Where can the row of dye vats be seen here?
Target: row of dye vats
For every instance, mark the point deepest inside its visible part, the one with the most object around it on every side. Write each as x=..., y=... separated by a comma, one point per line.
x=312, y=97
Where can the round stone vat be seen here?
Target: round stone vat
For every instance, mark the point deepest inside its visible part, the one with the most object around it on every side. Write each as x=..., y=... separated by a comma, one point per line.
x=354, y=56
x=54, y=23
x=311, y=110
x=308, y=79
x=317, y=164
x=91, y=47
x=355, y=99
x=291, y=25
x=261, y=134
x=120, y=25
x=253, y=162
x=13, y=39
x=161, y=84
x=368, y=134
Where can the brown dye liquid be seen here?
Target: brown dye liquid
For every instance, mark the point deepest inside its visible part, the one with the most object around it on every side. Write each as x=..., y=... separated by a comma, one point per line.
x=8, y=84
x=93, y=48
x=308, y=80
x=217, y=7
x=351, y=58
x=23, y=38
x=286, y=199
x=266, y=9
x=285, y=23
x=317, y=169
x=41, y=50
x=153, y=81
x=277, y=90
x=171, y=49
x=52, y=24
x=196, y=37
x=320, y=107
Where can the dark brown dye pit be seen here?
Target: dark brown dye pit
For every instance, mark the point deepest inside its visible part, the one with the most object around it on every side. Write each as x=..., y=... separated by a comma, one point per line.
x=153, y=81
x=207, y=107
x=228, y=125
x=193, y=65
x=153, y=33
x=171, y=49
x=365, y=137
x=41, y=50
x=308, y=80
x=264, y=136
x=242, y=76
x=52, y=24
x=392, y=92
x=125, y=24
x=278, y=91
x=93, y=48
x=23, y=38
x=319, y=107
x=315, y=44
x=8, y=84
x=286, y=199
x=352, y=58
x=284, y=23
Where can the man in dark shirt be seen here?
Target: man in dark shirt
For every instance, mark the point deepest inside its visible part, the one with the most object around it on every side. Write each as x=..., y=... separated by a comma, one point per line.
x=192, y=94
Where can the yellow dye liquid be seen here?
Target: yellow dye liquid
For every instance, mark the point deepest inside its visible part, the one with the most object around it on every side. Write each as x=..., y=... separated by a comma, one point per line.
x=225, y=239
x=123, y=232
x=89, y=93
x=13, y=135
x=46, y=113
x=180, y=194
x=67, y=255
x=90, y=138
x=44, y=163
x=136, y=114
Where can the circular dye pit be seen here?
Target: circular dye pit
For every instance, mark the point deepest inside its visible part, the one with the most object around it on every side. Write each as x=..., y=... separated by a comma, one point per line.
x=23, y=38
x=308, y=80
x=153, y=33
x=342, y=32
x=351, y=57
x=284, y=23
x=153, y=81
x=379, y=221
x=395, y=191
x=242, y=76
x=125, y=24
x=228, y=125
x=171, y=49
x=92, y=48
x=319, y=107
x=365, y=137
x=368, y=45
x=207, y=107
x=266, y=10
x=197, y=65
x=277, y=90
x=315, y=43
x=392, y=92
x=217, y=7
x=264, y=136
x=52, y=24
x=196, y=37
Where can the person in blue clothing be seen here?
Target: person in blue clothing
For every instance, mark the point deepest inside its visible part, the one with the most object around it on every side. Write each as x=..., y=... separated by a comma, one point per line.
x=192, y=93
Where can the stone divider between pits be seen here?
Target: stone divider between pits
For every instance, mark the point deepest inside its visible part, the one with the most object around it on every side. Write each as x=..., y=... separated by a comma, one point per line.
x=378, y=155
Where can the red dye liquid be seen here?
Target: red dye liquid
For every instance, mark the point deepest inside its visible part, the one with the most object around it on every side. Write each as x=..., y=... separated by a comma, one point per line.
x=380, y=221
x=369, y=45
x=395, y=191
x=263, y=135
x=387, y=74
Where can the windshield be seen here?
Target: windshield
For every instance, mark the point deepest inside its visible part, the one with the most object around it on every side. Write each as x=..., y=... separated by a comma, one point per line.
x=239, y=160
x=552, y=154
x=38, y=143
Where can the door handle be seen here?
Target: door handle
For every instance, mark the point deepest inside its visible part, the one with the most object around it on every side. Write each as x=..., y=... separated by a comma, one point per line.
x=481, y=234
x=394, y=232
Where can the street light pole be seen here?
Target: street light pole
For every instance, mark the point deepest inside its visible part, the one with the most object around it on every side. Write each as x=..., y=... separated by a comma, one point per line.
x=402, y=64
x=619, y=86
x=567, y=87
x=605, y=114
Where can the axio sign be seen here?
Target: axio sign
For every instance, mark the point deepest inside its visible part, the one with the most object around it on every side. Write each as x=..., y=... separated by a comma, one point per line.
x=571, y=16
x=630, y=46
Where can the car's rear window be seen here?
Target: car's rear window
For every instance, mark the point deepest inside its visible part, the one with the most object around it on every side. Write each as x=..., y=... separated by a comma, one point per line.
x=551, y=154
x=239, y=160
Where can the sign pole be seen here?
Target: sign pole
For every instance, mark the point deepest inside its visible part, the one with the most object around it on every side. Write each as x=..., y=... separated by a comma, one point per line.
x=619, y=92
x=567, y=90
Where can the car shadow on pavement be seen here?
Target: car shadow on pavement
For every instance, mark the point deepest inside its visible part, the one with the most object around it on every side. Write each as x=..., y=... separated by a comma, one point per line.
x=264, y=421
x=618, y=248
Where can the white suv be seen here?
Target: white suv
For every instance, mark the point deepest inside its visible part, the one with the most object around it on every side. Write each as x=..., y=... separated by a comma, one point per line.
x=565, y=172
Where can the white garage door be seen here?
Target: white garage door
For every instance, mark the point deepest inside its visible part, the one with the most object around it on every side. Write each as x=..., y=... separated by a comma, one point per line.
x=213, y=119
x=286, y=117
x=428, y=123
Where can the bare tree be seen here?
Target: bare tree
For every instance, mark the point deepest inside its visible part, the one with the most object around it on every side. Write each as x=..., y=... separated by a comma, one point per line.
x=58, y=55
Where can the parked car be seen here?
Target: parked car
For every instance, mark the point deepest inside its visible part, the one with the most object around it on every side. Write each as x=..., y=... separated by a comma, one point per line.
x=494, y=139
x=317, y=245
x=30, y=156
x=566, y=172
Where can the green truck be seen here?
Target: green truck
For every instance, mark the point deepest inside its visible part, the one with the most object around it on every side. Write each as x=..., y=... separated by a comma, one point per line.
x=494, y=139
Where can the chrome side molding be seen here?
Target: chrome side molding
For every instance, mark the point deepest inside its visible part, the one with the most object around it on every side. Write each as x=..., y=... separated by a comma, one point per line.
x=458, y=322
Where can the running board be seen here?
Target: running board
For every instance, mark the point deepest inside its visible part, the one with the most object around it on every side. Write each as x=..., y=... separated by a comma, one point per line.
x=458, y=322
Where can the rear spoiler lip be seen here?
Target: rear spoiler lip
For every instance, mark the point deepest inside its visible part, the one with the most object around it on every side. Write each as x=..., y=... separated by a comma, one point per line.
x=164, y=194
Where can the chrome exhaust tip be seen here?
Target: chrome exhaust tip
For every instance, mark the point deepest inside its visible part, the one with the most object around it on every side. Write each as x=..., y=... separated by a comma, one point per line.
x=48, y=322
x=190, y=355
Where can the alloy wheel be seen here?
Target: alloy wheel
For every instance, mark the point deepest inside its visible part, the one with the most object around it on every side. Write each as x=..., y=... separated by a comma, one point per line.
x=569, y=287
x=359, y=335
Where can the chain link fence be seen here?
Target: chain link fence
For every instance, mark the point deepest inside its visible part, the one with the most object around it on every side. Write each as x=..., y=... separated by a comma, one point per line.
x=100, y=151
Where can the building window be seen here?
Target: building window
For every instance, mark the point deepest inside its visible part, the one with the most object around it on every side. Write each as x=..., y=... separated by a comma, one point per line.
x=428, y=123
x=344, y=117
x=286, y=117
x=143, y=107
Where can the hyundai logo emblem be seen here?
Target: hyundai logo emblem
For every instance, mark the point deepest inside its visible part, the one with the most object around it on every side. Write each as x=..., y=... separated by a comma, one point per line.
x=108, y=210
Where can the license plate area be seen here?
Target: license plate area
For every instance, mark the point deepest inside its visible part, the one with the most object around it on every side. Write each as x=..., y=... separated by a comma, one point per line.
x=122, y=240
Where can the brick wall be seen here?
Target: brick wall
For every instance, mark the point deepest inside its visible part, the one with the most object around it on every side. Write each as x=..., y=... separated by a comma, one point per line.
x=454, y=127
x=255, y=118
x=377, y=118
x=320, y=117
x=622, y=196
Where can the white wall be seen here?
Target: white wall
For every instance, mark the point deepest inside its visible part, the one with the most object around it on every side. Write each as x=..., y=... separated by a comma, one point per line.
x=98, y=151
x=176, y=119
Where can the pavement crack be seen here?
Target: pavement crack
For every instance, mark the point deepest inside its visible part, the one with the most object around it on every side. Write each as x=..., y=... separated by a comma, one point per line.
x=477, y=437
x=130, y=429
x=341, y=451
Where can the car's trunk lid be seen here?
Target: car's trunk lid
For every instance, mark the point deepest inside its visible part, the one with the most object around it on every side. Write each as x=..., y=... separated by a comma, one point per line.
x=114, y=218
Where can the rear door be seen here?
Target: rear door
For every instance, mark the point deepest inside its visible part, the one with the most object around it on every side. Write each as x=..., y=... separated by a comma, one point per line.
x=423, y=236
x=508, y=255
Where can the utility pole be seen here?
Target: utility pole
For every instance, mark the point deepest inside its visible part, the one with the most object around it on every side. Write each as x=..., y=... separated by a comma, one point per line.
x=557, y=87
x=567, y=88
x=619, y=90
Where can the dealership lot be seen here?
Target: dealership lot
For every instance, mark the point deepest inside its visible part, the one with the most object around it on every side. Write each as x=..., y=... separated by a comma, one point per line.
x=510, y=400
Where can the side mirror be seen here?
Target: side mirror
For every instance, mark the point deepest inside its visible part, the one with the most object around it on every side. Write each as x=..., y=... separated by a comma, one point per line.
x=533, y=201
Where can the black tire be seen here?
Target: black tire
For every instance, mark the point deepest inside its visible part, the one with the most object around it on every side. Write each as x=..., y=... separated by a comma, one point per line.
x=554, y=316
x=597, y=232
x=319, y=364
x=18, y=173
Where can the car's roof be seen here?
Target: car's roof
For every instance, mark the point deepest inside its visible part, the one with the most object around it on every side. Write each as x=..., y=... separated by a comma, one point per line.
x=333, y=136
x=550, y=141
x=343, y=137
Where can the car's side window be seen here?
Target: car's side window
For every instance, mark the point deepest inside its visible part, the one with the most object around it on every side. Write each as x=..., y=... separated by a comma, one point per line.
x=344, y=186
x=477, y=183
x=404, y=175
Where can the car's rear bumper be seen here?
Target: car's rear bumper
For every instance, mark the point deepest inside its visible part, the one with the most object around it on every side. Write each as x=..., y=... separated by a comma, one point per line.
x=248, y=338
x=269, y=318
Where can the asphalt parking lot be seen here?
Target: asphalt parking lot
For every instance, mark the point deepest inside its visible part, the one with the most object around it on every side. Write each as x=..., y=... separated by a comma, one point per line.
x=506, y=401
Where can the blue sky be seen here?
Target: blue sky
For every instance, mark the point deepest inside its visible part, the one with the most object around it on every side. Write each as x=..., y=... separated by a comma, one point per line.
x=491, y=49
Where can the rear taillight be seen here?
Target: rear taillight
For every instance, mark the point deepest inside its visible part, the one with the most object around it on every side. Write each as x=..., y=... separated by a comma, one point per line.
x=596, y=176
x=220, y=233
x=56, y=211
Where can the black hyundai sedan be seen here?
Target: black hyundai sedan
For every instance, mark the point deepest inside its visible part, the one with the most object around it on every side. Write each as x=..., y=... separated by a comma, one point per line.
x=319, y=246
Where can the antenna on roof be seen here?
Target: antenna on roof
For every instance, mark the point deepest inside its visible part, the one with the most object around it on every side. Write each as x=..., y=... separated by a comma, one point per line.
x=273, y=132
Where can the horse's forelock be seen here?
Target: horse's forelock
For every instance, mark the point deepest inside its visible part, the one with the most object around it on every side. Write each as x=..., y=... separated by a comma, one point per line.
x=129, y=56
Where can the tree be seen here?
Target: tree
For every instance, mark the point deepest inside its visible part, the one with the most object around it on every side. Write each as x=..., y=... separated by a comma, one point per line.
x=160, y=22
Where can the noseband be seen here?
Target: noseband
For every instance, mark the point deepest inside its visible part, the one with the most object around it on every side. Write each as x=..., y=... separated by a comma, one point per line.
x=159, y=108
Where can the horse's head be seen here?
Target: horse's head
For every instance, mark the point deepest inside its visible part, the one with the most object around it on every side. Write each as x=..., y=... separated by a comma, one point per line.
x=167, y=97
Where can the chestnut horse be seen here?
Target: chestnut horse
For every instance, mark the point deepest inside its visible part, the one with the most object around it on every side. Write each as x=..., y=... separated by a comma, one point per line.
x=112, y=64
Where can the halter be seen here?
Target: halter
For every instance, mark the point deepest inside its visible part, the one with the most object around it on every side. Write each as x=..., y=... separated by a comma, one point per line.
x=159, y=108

★ ★ ★

» Aim of the task
Rewrite the items from the line with "Where can the car's side window be seen here?" up to and including the line with "x=491, y=49", substituting "car park" for "parking lot" and leaving everything else the same.

» Expected answer
Where can the car's side window be seen here?
Target: car's side window
For every instance, mark the point deepest inside its visible part, the one with the most object around it on every side. Write each as x=..., y=... separated by a comma, one point per line.
x=344, y=186
x=477, y=183
x=404, y=175
Where can the car's rear bumper be seen here?
Target: car's rear bumper
For every instance, mark the point deepest inside its visible part, the one with the most object around it on every side. Write each as x=..., y=... separated by a comma, one point per line.
x=248, y=338
x=269, y=318
Where can the asphalt car park be seen here?
Target: asphalt car park
For every instance, mark the point deepest inside its visible part, the one with the most object around it on every side. Write each as x=..., y=... separated by a comma, one point per line.
x=506, y=401
Where can the blue sky be seen here?
Target: blue sky
For every instance, mark the point deepest inside its visible part, the one with the most object around it on every side. Write each as x=..., y=... separated by a comma, one point per line.
x=491, y=49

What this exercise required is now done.